* _SHORT EXERCISE A_
According to the passage about Caesar's march against Pompey, where was Caesar at the beginning of March 49?

Meanwhile Caesar continued his march southwards, driving Pompey before him.  At the beginning of March, 49, he was in Apulia, where he wrote an open letter to his friends, in which he said: «I heartily rejoice over your words of approval of what I did in Corfinium.  I will gladly avail myself of your counsel, and will the more gladly do what I had already decided to do of my own accord, to be as mild as possible and to make every effort for a reconciliation with Pompey.  In this way, if it is possible, we want to try to regain everyone’s trust and enjoy a lasting peace.  For our predecessors, in virtue of their cruelty, were not able to escape hatred, and could maintain their victory for but a short time – with the exception of Lucius Sulla, whose model 1 do not intend to follow.  Haec nova sit ratio vincendi, ut misericordia et liberalitate nos muniamus – let this be the new way of conquering, that our strength and our security lie in pity and generosity.  How to realize this in very deed is a subject about which I have many thoughts, and there are many ways still to be discovered for its accomplishment.»
The conciliation of Corfinium, and these words about the new way of conquering, together exhibit the same spirit and the same man, and they did not fail of their effect.  Even the sceptical Cicero succeeded in uttering a few appreciative words.  Caesar took him up at once, and wrote: «You have interpreted me aright, for you know how nothing is further from my nature than cruelty.  Nothing is dearer to me than to remain true to my character and the Pompeians to theirs.» But Cicero’s mind was too small to grasp properly the greatness and newness of what Caesar’s actions proclaimed.  He was too pleased with his clever scepticism, and as late as May 49 he was having witty conversations with his friends about Pompey’s Sullan cruelty and the insidiosa clementia, the insidious clemency, of Caesar – conversations devoid of understanding, and stuffed with mistrust and fear.  When a decision had to be taken one way or the other, Cicero decided for Pompey.

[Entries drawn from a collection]
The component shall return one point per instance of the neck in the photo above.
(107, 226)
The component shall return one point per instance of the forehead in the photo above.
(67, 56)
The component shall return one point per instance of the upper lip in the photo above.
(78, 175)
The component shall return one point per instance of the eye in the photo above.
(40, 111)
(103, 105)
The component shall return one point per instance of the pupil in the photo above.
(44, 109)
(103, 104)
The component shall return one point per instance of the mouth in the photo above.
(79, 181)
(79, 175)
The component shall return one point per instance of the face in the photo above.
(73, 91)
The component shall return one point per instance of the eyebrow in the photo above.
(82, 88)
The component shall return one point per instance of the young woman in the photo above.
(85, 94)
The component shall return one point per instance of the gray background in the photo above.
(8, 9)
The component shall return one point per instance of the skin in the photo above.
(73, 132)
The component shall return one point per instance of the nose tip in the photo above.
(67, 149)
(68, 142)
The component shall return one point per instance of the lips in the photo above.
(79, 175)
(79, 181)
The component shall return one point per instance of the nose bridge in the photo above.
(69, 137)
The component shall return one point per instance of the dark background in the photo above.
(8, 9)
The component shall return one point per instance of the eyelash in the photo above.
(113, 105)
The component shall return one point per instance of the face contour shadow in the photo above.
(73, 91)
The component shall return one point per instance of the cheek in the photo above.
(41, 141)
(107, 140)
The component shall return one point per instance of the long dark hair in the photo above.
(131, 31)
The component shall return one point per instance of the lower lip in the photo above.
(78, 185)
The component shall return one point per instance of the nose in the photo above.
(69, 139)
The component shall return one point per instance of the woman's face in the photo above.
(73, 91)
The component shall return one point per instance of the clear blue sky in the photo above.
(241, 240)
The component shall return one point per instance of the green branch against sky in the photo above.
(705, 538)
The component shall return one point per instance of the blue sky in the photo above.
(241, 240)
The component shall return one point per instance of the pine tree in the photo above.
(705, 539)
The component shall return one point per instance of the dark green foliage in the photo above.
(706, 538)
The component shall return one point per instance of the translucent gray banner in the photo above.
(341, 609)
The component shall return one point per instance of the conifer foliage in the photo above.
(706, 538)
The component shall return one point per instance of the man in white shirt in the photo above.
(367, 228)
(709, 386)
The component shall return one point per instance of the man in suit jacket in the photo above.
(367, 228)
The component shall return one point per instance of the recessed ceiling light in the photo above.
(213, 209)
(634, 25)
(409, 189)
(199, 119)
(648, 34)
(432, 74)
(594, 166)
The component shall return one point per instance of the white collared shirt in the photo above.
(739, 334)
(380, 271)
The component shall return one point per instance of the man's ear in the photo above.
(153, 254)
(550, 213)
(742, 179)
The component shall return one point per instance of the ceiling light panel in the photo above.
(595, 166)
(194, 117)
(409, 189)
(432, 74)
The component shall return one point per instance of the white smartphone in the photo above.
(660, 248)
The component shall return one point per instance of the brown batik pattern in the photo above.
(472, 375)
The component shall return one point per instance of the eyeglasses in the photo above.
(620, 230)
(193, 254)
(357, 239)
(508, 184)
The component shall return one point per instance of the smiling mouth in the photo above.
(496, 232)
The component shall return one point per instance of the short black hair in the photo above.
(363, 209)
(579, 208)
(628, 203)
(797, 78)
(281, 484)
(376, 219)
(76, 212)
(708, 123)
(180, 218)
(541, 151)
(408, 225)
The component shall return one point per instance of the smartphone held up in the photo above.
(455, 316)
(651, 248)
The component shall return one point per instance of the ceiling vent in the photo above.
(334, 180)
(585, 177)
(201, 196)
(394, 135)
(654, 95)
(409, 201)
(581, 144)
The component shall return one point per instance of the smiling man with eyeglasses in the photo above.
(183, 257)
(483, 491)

* _SHORT EXERCISE B_
How many lines of the records contain the string "white"? Case counts, and only the number should be given.

* _WRITTEN REPLY A_
He was in Apulia.

* _WRITTEN REPLY B_
3